____ Data records

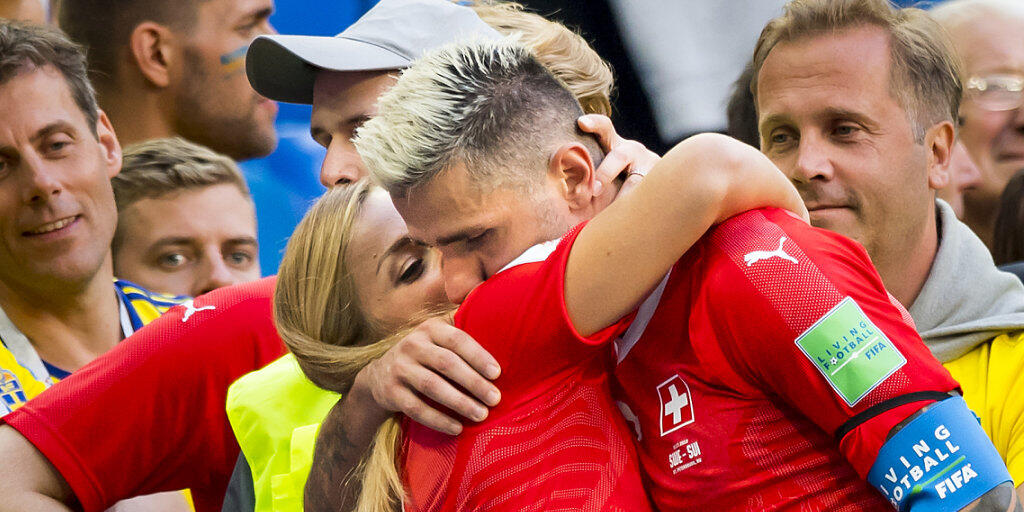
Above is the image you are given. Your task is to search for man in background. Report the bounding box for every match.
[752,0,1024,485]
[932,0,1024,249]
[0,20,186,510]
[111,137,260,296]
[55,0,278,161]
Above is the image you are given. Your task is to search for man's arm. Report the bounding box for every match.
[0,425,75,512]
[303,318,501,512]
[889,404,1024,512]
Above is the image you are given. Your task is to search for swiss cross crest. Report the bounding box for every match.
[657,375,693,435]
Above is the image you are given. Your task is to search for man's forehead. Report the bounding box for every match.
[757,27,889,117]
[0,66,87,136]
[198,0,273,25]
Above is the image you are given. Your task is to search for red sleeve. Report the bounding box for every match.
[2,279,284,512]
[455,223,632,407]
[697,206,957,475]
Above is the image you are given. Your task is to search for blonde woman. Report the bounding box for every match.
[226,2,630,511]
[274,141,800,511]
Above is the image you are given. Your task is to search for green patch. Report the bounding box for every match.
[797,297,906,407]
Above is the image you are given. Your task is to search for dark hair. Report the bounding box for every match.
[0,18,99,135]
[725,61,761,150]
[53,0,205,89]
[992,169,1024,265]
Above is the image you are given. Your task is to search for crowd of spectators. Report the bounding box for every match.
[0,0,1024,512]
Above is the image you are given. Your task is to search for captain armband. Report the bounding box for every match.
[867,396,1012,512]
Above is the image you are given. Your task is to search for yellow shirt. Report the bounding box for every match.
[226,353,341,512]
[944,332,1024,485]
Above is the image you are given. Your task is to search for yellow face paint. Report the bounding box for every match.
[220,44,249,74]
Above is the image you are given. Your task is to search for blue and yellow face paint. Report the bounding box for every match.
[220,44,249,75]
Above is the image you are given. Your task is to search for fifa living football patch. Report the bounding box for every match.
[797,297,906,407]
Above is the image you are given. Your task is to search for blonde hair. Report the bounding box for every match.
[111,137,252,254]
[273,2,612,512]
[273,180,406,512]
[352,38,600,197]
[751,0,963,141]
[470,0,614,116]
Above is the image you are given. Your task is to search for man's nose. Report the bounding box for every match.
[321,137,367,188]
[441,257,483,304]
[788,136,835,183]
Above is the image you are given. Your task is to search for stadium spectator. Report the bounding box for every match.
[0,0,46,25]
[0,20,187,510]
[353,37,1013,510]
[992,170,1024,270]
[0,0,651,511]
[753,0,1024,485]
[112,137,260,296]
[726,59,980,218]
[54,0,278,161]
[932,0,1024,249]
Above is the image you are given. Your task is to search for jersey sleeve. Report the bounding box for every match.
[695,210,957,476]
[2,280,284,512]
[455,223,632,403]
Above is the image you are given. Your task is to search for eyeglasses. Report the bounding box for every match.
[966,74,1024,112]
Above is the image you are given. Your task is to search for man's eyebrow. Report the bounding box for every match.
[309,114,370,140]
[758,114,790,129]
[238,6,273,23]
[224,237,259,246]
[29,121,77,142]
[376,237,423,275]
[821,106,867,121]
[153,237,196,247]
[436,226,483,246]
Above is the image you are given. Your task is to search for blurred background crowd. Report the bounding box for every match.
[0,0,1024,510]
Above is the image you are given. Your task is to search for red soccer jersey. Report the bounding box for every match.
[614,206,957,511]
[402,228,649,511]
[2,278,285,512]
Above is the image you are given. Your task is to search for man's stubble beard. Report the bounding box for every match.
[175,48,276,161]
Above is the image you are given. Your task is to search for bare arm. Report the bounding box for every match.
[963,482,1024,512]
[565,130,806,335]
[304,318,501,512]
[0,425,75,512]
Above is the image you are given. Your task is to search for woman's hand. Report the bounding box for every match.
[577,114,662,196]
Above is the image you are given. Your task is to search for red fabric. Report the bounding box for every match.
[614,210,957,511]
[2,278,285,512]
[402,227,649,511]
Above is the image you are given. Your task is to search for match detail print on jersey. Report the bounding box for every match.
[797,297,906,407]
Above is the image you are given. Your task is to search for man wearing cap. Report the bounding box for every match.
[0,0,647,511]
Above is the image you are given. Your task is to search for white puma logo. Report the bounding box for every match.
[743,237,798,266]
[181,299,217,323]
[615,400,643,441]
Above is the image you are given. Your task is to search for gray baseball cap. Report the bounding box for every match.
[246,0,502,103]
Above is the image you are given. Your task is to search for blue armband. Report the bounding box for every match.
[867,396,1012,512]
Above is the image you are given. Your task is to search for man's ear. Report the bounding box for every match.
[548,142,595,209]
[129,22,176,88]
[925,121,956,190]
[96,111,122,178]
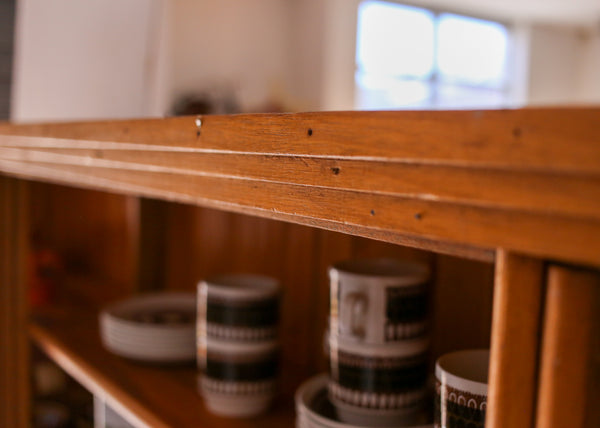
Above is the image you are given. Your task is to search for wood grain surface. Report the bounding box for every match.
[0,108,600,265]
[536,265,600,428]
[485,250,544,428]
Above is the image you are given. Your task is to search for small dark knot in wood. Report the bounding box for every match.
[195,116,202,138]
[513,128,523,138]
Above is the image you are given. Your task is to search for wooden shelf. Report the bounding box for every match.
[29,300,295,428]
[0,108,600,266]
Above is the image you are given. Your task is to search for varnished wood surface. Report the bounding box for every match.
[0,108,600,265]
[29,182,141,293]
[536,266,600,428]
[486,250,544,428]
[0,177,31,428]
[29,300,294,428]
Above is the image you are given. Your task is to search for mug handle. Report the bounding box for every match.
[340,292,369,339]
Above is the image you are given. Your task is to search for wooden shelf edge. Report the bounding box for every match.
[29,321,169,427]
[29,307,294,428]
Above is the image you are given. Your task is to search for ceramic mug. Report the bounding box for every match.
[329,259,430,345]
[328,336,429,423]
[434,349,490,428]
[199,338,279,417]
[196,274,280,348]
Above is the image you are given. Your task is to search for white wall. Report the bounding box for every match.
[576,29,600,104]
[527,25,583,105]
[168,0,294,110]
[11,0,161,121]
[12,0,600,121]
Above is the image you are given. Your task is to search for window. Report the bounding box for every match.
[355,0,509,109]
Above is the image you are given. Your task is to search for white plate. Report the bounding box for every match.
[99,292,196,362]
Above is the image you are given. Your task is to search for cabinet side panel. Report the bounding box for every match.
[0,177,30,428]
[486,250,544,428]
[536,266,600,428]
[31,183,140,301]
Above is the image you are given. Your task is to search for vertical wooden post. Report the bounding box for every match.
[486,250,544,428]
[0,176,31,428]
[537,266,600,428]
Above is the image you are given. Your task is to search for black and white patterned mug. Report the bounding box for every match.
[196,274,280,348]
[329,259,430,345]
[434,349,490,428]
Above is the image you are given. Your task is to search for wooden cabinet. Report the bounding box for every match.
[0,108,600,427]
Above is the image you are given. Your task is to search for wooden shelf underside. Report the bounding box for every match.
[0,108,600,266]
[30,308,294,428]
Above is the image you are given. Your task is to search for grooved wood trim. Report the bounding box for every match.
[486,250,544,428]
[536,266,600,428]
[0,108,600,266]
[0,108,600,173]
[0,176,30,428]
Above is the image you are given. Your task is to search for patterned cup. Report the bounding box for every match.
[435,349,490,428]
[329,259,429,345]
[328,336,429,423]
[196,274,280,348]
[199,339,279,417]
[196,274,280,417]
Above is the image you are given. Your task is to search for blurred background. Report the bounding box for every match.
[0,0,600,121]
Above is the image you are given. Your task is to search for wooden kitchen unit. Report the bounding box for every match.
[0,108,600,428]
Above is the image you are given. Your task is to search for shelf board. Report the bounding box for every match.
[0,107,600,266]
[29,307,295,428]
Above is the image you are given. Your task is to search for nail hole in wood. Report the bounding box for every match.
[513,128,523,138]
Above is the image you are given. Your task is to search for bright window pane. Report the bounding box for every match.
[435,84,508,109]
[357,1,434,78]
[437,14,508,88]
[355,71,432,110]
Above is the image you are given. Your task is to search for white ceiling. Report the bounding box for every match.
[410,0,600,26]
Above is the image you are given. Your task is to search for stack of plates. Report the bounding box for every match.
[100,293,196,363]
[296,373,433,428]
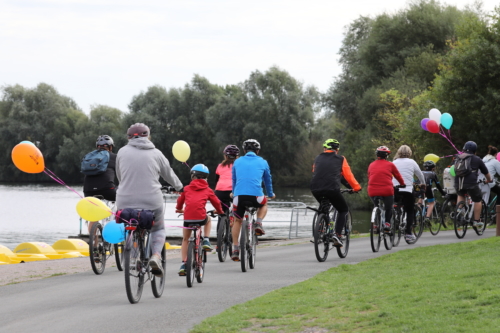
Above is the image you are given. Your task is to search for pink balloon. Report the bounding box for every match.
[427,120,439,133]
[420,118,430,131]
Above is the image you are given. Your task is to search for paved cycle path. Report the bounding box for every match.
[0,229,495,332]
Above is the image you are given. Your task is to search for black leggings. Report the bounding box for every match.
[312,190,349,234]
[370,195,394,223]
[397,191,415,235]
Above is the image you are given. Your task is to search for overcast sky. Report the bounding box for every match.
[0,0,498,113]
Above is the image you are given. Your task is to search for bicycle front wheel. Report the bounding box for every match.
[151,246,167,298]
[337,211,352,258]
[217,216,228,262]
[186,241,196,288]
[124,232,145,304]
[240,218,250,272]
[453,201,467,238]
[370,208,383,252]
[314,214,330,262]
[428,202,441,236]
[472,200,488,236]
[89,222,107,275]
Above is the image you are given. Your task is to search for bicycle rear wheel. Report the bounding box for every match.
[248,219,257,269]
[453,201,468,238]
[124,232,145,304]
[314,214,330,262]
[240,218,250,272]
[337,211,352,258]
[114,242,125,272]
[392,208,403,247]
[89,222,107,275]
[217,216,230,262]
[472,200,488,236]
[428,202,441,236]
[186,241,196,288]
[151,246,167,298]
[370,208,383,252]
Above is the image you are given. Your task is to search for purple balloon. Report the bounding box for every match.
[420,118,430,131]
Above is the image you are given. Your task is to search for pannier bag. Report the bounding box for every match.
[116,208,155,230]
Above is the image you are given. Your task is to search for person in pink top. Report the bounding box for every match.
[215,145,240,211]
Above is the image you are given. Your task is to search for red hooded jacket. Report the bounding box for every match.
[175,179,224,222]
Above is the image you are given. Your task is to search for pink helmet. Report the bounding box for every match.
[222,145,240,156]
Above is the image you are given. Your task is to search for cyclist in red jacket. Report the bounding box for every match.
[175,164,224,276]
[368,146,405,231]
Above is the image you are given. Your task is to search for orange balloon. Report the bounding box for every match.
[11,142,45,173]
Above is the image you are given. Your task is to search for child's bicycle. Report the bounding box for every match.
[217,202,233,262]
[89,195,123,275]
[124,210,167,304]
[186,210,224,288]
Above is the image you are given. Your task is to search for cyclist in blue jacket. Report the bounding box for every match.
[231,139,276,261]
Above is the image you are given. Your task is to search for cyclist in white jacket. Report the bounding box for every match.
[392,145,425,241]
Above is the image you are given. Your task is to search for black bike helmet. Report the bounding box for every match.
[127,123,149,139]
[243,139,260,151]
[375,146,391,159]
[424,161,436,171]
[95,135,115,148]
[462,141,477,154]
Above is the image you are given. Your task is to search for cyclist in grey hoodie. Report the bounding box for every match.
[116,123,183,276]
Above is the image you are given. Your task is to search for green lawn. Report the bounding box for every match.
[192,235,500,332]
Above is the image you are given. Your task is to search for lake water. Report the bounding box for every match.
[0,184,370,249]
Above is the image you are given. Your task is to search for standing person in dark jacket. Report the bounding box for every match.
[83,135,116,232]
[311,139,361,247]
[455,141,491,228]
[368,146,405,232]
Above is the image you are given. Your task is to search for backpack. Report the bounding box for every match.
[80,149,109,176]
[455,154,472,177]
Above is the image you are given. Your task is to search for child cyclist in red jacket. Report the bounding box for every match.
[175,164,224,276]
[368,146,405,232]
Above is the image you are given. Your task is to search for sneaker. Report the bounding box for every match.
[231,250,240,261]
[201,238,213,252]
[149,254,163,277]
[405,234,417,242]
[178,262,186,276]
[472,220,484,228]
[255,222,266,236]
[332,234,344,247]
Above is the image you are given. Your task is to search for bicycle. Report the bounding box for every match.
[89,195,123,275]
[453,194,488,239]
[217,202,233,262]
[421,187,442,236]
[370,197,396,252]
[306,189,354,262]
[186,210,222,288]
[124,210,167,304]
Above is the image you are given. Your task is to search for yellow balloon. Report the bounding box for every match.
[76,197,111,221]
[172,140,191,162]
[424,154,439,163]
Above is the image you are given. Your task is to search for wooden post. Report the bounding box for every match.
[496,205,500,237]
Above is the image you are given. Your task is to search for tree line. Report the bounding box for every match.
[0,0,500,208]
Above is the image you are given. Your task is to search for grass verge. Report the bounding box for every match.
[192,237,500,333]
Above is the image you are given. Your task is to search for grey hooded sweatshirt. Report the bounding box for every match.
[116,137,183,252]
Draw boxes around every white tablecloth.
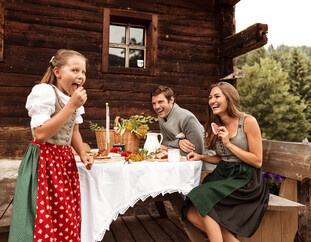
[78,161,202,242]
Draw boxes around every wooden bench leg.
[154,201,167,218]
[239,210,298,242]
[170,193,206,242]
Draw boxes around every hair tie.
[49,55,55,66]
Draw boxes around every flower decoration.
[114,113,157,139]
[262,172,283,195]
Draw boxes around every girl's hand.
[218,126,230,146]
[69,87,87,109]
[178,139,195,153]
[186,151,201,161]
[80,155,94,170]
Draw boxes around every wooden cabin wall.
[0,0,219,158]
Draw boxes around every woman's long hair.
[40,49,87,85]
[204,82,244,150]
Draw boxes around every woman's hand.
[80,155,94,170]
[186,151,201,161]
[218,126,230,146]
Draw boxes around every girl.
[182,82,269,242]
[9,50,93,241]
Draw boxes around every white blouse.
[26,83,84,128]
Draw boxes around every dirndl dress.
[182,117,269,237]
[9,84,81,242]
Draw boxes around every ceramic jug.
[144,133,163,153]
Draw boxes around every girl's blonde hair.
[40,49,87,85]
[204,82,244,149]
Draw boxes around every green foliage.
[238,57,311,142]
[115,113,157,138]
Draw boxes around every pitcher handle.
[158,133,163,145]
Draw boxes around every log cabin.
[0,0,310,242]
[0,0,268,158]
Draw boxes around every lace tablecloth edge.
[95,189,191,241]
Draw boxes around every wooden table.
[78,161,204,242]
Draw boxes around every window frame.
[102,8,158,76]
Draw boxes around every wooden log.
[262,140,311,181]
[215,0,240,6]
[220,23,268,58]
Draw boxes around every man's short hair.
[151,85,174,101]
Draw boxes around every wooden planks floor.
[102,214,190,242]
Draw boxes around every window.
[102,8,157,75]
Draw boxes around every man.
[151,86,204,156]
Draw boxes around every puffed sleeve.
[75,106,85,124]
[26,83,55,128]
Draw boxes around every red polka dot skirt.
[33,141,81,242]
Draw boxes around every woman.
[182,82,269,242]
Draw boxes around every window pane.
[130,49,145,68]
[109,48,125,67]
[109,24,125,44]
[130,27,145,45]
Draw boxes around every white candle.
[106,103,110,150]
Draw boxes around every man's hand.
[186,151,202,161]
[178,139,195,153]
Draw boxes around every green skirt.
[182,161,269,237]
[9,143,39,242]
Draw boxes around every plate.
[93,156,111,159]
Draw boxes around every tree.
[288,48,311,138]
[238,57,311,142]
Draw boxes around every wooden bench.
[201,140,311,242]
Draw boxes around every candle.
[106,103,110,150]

________

## Exercise:
List every line in the records above that contains the word "child".

## Output:
Above is the image you are given. Your task is to search for child's bicycle. Report the bounding box for every match.
Above is the image you are given. Your task is to search for child cyclist in red jacket. Report the bounding box for every match.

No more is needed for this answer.